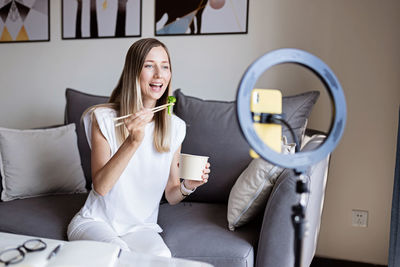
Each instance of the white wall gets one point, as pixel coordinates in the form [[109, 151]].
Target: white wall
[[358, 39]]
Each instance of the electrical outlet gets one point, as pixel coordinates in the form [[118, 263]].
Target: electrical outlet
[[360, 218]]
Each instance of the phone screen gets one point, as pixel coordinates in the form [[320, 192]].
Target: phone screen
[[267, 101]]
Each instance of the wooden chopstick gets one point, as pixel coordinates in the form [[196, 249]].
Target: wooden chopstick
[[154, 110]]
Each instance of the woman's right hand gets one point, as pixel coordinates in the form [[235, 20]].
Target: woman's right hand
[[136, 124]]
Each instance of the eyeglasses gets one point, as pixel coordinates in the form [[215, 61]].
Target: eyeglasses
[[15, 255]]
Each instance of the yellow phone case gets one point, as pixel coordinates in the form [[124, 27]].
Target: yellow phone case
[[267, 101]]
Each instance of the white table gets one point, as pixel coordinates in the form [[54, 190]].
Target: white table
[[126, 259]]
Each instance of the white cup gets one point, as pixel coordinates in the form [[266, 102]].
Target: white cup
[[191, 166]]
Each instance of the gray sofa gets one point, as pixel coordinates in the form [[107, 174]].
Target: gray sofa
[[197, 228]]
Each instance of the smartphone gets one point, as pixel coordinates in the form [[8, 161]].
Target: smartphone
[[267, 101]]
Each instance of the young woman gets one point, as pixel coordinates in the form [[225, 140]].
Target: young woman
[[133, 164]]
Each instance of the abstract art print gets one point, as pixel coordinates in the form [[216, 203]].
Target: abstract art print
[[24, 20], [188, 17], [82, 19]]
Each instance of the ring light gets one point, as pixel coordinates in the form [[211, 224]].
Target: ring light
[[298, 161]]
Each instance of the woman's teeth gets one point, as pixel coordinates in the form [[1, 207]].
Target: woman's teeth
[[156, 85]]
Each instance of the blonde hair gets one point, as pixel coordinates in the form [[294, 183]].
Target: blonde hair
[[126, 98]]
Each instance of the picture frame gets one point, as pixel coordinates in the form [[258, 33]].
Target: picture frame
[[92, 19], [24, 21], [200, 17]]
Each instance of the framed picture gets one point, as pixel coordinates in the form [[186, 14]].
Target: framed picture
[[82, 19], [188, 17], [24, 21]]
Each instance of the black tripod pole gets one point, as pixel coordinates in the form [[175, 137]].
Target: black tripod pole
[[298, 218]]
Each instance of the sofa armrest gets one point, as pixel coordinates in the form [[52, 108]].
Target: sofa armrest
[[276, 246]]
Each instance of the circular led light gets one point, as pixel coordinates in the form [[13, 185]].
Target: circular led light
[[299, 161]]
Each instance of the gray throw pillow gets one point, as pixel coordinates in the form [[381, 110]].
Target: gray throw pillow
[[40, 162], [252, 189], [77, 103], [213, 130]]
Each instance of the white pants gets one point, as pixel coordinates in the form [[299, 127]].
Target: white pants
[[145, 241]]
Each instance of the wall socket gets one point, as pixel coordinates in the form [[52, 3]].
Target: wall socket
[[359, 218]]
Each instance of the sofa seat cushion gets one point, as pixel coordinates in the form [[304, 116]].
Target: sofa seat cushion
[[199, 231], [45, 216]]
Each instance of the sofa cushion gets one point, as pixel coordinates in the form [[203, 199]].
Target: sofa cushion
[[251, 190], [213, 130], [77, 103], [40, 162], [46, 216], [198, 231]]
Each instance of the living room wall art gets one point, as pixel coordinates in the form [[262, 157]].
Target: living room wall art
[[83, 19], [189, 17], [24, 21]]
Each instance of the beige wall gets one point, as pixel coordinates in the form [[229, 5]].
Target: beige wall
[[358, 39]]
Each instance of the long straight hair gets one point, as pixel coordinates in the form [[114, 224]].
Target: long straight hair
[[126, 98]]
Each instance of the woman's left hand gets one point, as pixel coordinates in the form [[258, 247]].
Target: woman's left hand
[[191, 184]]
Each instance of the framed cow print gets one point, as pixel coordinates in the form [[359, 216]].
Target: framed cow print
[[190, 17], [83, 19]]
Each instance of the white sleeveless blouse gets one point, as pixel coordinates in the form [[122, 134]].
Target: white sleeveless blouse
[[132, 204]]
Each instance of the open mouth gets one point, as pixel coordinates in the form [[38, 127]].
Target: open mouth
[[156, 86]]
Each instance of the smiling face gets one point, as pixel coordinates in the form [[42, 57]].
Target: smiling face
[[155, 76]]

__________________________________________________

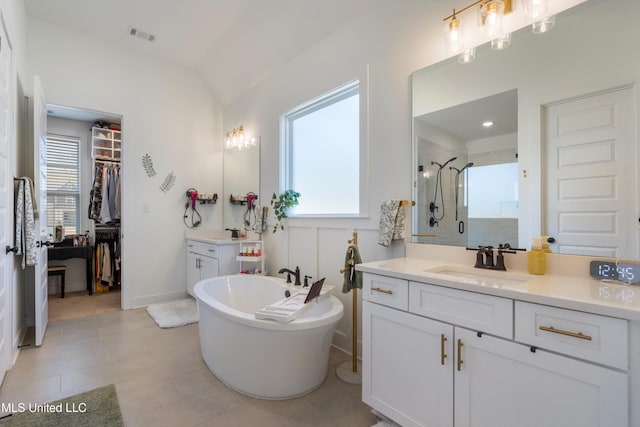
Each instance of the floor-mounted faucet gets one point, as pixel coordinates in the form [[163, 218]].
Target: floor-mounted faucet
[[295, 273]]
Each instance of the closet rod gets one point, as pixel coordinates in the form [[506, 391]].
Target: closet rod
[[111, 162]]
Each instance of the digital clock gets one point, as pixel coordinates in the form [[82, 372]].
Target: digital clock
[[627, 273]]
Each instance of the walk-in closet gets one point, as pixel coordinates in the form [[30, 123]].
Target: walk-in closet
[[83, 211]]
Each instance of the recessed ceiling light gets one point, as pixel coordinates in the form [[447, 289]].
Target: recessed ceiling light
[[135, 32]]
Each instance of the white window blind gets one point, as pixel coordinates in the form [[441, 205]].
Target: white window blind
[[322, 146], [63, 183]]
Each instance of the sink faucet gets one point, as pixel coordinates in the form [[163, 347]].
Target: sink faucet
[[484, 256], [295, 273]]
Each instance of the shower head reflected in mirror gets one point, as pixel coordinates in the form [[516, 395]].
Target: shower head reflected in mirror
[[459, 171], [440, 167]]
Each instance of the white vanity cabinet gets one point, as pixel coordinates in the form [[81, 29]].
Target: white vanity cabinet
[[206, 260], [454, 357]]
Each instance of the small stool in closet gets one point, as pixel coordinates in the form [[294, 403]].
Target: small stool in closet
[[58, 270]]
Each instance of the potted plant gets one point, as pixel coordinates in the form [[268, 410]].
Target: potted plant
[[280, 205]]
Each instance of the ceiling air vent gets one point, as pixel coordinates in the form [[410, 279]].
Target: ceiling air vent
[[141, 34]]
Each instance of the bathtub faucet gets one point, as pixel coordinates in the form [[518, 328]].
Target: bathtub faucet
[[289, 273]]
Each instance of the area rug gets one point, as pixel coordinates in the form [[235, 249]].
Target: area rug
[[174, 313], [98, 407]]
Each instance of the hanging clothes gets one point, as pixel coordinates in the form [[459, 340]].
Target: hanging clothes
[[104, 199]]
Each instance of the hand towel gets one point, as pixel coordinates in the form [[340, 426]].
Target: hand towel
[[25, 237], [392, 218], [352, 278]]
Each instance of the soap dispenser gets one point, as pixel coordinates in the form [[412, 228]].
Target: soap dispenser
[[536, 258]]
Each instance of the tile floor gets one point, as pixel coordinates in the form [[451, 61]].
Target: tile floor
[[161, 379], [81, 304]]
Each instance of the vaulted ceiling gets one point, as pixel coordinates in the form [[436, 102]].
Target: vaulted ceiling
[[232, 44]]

__________________________________________________

Your instructions —
Starting at the line containing "Each instance of the hand" and ending at the line containing "[[25, 237], [392, 218], [352, 278]]", repeat that stretch of the material word for word, both end lines included.

Result below —
Each instance of the hand towel gets one point, as pixel coordinates in the form [[340, 426]].
Target: hand towel
[[25, 237], [392, 218], [352, 278]]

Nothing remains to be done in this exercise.